**과제 목표**
아래 자료에서 "blue"라는 단어가 들어 있는 줄을 모두 찾아 그대로 적어 제시하십시오.

**연습 자료**
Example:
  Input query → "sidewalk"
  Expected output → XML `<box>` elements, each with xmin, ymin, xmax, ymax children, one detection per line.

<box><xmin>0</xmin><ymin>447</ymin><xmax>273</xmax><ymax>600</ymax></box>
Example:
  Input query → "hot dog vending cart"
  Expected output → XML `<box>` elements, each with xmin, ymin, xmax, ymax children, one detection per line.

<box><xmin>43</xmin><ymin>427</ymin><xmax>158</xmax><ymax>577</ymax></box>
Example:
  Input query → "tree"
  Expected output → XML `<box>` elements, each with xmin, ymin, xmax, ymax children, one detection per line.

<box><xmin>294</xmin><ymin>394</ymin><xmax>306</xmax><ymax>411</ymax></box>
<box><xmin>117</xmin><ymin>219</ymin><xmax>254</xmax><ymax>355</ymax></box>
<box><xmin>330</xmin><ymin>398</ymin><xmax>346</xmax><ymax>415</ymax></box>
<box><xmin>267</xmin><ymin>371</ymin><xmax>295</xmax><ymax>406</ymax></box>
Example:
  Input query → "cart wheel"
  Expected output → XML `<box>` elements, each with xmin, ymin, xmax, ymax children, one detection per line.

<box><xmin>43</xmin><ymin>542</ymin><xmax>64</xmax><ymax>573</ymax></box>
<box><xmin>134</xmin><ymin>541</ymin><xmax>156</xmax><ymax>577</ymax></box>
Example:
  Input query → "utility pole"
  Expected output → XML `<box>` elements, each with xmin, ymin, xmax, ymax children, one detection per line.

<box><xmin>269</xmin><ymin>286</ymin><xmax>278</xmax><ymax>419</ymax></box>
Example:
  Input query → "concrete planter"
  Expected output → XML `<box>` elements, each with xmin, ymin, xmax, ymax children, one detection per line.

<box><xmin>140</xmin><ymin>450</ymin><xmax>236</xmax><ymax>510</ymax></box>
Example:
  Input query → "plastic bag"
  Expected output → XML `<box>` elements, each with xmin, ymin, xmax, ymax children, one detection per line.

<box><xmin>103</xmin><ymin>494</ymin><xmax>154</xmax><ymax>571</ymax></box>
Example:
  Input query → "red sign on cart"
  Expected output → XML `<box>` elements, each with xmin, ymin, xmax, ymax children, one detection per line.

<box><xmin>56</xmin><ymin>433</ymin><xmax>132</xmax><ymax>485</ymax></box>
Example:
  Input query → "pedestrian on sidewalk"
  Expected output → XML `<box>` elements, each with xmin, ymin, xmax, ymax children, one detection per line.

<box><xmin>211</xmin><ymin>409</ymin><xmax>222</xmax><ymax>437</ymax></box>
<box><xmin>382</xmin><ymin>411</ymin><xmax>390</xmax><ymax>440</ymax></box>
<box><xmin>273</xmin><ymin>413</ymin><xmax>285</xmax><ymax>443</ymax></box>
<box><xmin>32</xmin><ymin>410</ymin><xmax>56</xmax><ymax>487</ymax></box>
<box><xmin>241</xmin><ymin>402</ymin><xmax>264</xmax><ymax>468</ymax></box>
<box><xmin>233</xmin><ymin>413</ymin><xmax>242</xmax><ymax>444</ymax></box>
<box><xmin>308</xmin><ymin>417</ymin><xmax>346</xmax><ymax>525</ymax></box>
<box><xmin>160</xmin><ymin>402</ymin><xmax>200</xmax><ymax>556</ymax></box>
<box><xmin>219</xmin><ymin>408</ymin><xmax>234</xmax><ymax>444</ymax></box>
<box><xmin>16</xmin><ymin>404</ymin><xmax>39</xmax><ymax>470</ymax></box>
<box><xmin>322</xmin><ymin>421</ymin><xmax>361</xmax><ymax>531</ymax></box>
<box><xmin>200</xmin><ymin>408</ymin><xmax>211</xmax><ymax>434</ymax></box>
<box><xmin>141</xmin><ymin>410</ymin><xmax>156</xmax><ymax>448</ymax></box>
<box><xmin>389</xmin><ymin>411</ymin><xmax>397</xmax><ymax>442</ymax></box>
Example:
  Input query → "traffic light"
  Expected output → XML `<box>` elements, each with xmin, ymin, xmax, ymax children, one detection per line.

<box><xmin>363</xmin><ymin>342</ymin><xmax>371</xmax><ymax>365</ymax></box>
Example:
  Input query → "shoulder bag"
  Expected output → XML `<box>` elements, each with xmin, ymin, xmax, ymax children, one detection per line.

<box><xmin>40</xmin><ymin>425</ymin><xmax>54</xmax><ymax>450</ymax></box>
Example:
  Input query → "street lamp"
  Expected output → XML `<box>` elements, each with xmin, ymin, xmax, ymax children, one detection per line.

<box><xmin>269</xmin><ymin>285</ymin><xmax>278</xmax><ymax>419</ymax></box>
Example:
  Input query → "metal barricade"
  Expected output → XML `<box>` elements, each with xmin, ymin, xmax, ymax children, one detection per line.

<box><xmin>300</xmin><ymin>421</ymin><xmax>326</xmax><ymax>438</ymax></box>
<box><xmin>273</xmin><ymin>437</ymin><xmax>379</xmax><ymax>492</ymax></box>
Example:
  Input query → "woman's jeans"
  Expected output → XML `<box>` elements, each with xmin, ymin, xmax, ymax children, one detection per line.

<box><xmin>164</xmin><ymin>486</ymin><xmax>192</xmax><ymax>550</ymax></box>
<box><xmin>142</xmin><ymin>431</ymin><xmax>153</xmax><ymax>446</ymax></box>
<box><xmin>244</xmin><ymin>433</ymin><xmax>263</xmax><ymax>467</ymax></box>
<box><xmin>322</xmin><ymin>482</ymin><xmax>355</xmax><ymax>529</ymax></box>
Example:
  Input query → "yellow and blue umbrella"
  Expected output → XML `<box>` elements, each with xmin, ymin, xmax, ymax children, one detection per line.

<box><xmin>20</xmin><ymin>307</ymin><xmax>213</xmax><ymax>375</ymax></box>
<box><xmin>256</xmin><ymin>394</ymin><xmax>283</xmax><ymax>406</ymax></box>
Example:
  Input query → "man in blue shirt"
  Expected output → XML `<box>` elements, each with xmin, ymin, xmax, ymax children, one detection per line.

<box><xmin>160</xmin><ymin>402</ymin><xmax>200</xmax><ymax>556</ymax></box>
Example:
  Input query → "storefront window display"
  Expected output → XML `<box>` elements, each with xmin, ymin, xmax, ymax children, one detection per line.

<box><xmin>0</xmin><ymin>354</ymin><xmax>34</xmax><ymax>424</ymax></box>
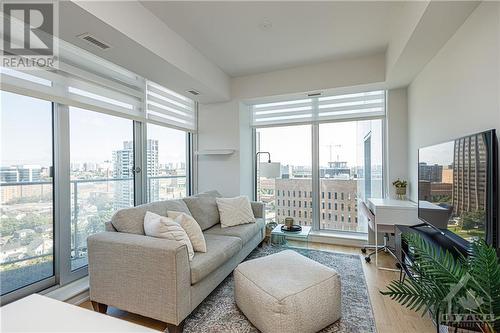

**과제 답안**
  Input query → "yellow and blue umbrella"
  Input query → "man in blue shirt"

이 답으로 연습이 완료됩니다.